Contour labeling entries:
######
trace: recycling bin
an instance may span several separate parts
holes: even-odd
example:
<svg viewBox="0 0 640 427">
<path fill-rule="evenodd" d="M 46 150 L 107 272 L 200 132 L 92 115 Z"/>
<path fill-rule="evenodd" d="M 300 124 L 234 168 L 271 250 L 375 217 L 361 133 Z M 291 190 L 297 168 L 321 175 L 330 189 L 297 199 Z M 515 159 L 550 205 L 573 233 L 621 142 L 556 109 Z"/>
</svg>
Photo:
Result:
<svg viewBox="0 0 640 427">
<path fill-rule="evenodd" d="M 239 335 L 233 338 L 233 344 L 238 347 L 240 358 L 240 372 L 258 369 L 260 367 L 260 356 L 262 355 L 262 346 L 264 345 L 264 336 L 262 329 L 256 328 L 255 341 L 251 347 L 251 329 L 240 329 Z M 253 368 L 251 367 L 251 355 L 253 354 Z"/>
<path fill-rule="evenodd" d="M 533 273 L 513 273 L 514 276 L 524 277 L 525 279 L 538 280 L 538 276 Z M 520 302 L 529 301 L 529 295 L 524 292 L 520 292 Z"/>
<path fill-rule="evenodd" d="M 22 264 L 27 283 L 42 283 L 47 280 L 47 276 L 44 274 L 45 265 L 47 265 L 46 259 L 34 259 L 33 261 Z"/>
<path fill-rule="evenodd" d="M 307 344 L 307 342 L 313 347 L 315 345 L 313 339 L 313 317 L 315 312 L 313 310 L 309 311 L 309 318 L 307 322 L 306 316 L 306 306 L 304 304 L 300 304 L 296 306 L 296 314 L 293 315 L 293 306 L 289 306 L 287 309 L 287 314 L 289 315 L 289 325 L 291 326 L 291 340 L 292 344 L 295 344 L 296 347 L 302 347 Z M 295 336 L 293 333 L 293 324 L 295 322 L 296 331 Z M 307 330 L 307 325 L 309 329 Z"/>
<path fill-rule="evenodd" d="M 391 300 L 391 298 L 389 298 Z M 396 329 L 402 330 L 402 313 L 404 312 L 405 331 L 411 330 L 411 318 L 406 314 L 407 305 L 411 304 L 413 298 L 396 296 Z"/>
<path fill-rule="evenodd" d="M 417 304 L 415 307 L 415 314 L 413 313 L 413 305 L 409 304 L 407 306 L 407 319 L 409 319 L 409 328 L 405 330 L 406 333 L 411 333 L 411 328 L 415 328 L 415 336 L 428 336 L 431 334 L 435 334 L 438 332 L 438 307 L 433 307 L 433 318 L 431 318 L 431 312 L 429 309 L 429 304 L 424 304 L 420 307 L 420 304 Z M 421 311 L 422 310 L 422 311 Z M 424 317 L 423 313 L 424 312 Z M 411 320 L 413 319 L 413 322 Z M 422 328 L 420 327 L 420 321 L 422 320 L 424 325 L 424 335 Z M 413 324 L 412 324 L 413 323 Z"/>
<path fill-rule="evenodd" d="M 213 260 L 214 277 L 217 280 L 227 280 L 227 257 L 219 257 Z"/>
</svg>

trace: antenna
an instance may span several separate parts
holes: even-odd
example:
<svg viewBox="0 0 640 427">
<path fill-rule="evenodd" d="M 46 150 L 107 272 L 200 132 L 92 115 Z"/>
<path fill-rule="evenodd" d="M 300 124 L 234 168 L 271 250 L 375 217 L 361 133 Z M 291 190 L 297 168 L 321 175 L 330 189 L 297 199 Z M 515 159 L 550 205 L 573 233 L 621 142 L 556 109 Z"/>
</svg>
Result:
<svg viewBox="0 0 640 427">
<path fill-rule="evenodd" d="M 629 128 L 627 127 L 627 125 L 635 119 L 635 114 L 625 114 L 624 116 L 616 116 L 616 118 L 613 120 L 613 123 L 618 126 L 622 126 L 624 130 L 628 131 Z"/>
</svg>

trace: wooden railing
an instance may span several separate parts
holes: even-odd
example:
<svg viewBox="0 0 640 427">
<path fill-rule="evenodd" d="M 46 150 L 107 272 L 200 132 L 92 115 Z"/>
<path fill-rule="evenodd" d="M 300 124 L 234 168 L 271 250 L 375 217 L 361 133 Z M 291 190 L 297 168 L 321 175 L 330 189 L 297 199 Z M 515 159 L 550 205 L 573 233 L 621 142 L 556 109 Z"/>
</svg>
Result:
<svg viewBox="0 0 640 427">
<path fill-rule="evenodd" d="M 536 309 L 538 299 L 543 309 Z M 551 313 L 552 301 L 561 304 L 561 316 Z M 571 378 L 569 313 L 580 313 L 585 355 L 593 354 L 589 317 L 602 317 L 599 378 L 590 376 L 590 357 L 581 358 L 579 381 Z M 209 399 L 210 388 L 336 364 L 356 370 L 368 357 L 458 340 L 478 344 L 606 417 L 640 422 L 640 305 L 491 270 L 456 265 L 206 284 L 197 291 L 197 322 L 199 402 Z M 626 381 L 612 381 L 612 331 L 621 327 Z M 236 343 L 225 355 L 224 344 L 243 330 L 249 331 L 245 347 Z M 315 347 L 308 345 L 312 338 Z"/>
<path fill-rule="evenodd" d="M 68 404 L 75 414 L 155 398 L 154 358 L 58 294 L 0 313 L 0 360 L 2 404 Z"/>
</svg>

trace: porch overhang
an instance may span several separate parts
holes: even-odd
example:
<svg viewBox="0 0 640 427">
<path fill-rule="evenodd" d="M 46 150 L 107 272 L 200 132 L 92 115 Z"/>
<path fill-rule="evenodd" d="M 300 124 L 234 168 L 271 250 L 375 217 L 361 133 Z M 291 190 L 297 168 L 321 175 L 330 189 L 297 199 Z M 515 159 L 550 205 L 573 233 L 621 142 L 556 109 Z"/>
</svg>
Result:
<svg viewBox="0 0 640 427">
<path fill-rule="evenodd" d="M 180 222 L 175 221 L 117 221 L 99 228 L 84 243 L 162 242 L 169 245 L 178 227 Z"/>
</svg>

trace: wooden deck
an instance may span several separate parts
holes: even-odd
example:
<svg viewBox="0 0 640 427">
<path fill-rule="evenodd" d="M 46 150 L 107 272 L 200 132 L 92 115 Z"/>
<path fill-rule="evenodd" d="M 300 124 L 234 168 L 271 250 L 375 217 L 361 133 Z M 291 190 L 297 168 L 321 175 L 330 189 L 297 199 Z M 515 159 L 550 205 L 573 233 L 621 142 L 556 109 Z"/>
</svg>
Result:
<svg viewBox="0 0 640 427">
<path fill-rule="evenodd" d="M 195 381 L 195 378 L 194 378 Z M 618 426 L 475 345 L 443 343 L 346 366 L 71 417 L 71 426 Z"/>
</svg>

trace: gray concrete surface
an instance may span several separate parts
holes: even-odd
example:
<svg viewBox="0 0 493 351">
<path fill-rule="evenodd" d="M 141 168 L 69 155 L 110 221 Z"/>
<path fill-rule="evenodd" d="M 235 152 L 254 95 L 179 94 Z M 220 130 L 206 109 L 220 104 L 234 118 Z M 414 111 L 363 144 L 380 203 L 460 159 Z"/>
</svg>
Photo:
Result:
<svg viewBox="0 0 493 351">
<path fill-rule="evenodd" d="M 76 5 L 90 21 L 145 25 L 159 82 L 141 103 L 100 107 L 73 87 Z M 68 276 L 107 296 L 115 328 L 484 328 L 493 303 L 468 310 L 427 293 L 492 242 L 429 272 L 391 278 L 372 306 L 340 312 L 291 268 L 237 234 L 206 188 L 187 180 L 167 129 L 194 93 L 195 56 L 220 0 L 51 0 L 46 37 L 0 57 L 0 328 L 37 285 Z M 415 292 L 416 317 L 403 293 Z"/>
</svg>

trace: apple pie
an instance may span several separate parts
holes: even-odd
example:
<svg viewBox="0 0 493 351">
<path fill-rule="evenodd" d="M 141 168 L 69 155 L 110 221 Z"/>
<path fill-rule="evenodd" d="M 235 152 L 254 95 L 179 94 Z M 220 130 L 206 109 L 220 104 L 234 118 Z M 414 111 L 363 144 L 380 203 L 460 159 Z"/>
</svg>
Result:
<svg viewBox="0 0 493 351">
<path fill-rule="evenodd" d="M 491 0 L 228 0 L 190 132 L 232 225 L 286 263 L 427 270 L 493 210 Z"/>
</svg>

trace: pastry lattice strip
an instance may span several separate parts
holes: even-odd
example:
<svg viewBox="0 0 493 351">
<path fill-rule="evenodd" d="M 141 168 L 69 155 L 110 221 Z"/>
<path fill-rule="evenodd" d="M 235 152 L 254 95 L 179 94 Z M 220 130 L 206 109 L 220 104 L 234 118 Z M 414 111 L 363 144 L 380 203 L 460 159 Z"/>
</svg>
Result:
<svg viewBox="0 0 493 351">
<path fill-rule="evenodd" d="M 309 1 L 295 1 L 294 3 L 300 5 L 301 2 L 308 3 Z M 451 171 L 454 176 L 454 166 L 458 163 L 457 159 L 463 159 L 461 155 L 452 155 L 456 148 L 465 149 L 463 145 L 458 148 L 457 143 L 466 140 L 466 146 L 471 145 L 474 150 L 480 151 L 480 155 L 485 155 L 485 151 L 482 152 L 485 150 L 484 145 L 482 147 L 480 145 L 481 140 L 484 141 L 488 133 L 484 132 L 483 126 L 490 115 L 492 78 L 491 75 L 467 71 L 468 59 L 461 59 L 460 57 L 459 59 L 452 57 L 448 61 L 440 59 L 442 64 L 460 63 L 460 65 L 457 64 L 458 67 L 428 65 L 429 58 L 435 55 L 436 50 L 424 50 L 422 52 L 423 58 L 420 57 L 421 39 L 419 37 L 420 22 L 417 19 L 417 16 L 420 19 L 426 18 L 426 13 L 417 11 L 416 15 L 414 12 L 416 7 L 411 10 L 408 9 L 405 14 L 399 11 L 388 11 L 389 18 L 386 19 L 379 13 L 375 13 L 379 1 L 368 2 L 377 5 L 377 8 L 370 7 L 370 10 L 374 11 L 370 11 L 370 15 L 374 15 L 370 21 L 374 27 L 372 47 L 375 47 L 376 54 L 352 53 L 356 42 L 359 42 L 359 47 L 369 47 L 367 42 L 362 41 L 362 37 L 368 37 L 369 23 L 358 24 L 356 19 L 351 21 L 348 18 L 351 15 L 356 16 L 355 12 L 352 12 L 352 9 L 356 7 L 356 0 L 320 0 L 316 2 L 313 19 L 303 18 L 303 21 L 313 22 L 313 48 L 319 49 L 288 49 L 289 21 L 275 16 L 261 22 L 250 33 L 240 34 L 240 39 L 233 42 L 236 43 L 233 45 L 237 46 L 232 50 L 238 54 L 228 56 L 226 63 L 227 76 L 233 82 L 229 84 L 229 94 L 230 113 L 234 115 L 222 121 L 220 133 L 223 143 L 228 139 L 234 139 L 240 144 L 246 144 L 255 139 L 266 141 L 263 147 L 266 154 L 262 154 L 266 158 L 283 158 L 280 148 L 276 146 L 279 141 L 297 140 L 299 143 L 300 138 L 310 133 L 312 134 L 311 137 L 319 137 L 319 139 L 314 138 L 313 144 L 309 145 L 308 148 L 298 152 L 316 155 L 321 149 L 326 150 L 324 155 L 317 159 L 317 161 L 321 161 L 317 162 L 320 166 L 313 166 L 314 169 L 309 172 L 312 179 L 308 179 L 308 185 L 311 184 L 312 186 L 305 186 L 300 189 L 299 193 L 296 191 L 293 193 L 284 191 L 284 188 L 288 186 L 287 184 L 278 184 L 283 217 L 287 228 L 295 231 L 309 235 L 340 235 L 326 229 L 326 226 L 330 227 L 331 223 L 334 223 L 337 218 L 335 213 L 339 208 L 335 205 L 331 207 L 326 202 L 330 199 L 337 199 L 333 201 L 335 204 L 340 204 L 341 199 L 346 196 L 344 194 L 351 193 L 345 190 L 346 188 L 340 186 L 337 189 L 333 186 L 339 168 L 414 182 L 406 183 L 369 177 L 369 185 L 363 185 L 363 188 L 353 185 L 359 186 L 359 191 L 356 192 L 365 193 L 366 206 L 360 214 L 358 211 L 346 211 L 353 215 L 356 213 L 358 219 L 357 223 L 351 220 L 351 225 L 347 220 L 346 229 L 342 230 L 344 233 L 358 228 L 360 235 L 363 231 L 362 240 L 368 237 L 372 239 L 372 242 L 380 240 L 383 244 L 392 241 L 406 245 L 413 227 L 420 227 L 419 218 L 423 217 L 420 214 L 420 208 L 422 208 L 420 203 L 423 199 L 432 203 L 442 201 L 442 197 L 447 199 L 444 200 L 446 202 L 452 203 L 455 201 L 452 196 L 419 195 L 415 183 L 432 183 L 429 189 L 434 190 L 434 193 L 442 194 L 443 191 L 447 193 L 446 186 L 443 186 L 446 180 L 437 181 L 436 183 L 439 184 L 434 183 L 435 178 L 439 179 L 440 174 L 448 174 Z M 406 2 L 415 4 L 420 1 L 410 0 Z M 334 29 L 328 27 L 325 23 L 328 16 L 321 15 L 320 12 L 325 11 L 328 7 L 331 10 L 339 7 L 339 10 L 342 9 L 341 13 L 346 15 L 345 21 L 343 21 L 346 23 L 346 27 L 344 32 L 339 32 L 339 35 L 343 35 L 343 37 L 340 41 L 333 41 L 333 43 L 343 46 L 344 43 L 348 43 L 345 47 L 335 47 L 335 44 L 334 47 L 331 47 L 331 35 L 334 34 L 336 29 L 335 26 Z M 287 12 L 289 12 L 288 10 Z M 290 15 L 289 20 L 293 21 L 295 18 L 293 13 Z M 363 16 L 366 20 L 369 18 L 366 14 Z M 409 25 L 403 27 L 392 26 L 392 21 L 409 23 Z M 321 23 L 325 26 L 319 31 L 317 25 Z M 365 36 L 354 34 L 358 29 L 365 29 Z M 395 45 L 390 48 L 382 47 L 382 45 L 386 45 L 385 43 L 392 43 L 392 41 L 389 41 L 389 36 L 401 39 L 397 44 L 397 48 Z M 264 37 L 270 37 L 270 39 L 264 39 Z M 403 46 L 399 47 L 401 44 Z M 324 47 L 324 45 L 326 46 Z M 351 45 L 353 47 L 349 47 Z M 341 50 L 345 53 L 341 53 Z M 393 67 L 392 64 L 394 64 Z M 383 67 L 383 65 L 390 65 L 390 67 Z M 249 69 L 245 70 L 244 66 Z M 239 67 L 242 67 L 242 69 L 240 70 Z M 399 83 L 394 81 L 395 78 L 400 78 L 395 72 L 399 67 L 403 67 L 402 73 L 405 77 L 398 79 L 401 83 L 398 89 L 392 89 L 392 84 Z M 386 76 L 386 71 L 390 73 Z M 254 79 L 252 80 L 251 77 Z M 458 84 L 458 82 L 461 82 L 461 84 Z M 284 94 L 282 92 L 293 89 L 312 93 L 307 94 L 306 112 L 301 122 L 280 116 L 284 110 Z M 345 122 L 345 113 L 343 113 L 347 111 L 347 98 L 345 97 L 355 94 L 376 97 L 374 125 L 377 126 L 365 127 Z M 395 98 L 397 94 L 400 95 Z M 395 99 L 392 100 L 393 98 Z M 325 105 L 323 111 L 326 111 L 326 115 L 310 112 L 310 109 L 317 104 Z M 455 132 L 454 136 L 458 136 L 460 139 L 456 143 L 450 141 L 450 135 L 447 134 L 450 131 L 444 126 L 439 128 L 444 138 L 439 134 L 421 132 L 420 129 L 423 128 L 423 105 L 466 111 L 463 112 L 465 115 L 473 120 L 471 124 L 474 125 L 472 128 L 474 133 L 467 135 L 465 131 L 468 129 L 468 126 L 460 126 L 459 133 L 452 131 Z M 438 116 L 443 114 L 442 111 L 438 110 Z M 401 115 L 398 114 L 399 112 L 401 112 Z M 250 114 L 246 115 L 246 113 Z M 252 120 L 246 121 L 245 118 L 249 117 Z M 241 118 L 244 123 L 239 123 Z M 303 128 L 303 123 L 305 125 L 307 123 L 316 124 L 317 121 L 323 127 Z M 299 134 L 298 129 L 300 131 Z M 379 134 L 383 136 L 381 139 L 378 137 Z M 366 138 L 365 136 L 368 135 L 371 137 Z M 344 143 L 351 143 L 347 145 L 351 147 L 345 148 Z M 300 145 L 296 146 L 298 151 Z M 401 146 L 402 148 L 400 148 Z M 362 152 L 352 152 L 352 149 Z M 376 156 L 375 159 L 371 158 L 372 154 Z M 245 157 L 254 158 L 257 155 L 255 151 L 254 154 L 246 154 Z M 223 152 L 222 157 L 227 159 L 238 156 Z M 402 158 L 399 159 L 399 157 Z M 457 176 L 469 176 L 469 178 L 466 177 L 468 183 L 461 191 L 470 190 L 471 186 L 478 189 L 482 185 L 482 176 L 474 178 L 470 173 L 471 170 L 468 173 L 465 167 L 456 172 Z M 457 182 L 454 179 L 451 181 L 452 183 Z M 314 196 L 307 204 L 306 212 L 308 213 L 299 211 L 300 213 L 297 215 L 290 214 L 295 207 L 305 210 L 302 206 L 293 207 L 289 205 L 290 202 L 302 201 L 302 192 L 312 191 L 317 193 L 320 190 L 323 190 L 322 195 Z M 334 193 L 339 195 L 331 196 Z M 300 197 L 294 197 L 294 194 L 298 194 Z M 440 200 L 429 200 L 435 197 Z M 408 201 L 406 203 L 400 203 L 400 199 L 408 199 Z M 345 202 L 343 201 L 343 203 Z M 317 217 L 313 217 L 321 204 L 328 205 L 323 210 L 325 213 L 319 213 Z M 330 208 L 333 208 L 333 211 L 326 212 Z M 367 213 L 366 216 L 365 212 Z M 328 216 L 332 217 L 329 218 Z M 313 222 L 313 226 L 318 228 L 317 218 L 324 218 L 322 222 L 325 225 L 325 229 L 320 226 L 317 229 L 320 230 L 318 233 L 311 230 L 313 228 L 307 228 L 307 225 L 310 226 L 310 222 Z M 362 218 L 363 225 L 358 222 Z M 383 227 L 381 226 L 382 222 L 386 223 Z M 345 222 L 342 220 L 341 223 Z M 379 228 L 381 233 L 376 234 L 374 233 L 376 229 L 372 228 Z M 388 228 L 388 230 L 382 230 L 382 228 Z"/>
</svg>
######
- SET PROBLEM
Pull out each line of the listing that contains the string "trace". Matching is case-sensitive.

- EXERCISE RESPONSE
trace: recycling bin
trace: antenna
trace: wooden railing
trace: porch overhang
trace: wooden deck
trace: gray concrete surface
trace: apple pie
trace: pastry lattice strip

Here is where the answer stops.